- INSTRUCTIONS TO FOLLOW
Given the material below, repeat exactly the lines from the one containing "Return the outline of every instance of the man's black" through the final line, and nothing else.

--- START ---

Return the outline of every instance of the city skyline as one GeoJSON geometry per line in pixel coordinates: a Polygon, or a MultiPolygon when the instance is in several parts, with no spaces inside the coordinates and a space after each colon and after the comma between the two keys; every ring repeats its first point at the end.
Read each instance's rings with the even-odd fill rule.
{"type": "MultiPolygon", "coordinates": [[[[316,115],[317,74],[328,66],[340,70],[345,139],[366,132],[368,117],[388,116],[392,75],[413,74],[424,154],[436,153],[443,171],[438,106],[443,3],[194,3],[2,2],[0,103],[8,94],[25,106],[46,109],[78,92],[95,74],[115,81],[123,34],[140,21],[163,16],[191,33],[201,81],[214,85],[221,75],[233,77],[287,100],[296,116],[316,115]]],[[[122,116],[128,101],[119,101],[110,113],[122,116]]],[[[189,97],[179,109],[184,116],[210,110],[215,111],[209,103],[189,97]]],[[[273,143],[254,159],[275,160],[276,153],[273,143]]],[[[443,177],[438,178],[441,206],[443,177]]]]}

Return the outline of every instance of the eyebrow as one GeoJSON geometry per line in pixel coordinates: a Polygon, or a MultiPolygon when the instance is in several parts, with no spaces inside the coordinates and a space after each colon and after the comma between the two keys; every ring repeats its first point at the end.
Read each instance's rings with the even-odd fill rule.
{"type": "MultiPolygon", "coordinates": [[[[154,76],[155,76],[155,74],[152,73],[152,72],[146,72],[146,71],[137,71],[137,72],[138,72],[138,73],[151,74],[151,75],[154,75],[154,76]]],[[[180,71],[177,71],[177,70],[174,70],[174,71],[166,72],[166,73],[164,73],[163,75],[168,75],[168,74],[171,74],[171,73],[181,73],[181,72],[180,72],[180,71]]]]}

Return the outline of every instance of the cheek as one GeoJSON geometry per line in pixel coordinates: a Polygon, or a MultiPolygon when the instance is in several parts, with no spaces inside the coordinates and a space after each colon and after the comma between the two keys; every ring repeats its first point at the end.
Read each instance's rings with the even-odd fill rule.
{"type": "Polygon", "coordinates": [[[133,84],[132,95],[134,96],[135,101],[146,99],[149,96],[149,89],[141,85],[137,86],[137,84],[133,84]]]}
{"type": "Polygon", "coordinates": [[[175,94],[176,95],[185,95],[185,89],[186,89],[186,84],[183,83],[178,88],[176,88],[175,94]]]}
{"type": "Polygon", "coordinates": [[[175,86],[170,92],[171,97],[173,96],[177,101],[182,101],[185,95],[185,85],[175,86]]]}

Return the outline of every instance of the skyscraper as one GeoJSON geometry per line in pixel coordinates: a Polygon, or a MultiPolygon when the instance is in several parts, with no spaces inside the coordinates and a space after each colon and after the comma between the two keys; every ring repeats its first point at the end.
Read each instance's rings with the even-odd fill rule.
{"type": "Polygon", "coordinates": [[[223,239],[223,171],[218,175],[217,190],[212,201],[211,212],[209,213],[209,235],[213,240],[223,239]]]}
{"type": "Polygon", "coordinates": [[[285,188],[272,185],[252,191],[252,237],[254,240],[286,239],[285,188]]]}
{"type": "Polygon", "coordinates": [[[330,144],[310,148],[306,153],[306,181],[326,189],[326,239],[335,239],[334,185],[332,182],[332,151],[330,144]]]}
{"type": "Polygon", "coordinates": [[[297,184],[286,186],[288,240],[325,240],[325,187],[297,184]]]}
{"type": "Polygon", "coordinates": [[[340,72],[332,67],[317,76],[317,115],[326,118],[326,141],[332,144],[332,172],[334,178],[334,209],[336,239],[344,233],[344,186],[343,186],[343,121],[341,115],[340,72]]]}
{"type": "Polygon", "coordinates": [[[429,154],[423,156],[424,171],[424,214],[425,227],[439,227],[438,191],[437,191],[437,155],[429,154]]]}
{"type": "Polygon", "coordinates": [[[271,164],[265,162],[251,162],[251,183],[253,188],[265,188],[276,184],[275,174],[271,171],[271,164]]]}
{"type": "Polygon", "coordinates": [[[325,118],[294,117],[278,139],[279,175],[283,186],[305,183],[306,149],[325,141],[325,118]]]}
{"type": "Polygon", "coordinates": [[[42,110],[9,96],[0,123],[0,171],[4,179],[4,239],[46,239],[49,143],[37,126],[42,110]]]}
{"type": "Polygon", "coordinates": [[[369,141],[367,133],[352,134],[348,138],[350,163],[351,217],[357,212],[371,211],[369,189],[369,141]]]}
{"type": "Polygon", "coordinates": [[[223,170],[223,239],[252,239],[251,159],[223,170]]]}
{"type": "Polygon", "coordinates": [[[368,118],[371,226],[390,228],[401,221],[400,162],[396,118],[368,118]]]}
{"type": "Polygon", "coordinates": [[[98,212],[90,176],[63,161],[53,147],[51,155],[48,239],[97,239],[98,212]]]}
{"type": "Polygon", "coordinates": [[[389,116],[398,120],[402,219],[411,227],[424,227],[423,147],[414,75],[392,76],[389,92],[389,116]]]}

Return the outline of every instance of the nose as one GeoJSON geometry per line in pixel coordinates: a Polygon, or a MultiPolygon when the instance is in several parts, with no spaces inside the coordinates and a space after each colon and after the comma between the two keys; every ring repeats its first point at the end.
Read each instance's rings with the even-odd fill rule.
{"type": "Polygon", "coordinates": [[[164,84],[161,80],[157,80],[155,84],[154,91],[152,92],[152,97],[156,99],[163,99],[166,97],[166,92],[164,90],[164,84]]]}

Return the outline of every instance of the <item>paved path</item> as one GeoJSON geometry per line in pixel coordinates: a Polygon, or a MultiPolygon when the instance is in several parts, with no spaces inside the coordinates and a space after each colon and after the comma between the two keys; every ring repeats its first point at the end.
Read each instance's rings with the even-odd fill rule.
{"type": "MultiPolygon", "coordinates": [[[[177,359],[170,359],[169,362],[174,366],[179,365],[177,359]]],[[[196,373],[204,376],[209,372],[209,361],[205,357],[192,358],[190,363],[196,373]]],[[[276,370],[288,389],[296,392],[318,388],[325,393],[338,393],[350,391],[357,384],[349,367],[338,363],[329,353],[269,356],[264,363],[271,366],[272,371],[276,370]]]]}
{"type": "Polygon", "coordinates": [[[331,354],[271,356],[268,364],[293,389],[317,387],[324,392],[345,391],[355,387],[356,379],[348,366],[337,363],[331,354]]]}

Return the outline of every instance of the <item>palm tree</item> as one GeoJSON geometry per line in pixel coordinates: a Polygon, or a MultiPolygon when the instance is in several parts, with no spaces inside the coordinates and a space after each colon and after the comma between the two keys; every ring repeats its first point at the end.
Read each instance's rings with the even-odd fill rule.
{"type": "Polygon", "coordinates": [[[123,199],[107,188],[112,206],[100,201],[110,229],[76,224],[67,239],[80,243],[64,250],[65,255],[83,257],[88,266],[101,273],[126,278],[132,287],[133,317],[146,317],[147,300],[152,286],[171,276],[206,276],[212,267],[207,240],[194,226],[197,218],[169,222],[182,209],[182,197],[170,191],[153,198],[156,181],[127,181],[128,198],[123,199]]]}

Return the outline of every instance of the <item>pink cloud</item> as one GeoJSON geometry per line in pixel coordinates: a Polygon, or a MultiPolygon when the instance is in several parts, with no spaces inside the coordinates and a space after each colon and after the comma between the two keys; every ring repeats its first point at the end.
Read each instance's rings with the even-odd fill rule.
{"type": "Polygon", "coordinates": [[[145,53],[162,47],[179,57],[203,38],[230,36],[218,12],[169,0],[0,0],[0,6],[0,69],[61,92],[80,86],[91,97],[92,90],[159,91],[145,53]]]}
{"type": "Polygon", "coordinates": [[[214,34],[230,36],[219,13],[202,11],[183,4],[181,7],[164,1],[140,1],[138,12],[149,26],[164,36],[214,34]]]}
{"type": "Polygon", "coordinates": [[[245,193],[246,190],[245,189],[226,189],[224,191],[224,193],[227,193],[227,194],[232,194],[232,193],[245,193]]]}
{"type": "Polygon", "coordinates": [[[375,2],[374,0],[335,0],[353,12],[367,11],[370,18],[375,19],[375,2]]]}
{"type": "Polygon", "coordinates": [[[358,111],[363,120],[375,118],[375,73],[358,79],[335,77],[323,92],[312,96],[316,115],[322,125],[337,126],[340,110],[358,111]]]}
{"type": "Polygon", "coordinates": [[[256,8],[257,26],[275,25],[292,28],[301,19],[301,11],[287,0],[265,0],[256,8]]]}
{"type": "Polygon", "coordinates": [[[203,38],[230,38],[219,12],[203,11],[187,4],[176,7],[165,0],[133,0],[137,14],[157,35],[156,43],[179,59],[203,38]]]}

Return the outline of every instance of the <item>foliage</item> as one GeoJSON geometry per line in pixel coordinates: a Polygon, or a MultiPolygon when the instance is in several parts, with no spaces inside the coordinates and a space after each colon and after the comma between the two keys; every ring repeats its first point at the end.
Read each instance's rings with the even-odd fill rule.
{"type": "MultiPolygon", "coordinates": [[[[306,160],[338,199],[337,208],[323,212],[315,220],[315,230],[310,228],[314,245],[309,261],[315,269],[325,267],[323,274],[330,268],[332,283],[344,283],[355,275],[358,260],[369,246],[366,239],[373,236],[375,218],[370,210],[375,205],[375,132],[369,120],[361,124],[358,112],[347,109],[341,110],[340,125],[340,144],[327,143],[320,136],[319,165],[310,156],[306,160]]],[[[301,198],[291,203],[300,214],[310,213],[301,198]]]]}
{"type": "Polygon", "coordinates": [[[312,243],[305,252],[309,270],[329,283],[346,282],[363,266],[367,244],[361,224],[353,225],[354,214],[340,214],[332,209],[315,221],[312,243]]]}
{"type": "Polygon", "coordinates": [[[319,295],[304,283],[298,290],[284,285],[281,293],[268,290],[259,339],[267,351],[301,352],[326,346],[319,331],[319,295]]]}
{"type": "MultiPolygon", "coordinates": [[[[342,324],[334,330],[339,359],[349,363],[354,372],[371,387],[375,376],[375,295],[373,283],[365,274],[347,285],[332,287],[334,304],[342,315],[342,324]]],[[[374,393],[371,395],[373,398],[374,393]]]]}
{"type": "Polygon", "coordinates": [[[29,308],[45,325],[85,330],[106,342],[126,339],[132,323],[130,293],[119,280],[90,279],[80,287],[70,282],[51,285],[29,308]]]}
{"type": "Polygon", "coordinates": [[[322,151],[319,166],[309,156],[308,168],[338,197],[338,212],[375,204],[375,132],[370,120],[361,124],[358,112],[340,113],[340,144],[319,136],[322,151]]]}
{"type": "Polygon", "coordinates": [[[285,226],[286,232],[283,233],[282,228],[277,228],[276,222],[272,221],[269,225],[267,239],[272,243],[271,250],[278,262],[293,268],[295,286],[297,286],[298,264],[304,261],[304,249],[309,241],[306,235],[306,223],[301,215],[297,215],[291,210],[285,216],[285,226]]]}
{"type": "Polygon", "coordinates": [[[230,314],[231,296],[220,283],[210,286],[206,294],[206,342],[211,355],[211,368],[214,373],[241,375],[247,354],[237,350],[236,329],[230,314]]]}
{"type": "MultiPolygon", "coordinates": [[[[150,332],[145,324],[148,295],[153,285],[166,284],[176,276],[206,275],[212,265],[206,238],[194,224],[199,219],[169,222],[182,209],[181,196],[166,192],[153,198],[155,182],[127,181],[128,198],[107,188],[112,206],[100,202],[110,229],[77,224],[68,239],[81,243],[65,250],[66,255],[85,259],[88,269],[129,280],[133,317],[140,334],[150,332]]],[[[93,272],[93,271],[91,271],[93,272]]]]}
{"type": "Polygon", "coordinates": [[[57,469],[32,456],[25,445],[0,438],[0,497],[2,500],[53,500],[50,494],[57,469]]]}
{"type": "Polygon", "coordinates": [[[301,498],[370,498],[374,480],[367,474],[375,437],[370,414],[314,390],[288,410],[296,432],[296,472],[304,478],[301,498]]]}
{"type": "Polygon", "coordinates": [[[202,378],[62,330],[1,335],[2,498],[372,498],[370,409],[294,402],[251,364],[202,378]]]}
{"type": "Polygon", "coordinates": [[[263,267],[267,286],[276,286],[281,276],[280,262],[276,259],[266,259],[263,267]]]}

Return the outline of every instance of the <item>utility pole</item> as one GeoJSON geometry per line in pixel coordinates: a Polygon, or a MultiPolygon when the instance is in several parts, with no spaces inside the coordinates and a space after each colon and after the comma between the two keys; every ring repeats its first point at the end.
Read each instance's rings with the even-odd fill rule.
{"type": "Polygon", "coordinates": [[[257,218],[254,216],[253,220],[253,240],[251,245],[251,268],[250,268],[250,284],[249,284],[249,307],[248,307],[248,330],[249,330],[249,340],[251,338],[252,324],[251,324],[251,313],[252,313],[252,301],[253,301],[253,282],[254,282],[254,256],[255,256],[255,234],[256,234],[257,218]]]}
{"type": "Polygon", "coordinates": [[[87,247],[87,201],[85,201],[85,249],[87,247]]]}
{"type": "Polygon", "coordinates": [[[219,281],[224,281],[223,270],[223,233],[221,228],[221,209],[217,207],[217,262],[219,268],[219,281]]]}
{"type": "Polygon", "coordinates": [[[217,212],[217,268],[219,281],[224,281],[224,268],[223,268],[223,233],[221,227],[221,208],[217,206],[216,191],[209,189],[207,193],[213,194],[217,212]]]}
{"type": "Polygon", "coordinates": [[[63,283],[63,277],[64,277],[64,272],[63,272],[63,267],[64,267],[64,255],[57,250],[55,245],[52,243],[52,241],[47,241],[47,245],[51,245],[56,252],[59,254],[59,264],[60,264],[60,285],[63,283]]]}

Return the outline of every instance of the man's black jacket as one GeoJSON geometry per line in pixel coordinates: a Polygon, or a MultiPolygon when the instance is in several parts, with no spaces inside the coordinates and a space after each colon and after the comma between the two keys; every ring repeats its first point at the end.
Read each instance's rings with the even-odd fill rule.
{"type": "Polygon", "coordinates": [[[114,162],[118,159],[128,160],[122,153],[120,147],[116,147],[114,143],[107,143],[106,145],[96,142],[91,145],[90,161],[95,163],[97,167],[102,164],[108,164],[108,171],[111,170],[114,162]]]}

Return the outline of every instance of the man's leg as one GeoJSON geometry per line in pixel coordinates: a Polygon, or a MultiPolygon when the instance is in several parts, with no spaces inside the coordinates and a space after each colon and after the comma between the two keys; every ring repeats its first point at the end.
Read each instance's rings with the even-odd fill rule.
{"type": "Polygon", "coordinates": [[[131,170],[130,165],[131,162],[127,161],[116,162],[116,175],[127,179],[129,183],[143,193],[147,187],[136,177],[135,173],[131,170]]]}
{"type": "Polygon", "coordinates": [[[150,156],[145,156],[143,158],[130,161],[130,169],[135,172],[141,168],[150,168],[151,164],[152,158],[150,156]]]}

--- END ---

- SOLUTION BELOW
Return the outline of every instance of the man's black jacket as one GeoJSON geometry per line in pixel coordinates: a Polygon, or a MultiPolygon when the instance is in several parts, with no spaces inside the coordinates and a space after each colon and after the comma between the two keys; every ring repeats its first point at the end.
Read each instance's rings with the even-odd fill rule.
{"type": "Polygon", "coordinates": [[[114,162],[118,159],[128,160],[122,153],[120,147],[116,147],[114,143],[107,143],[106,145],[96,142],[91,145],[90,161],[95,163],[97,167],[102,164],[108,164],[108,171],[111,170],[114,162]]]}

Return the outline of every instance of the man's leg as one GeoJSON geometry per line in pixel coordinates: a Polygon, or a MultiPolygon when the instance is in several parts, with no spaces inside the coordinates and a space after each colon and after the comma between the two keys; every ring repeats its first point at the end.
Read each instance's rings with the even-odd fill rule.
{"type": "Polygon", "coordinates": [[[131,170],[130,165],[131,162],[127,161],[116,162],[116,175],[127,179],[129,183],[143,193],[147,187],[136,177],[135,173],[131,170]]]}
{"type": "Polygon", "coordinates": [[[150,156],[145,156],[143,158],[130,161],[130,169],[135,172],[141,168],[150,168],[151,164],[152,158],[150,156]]]}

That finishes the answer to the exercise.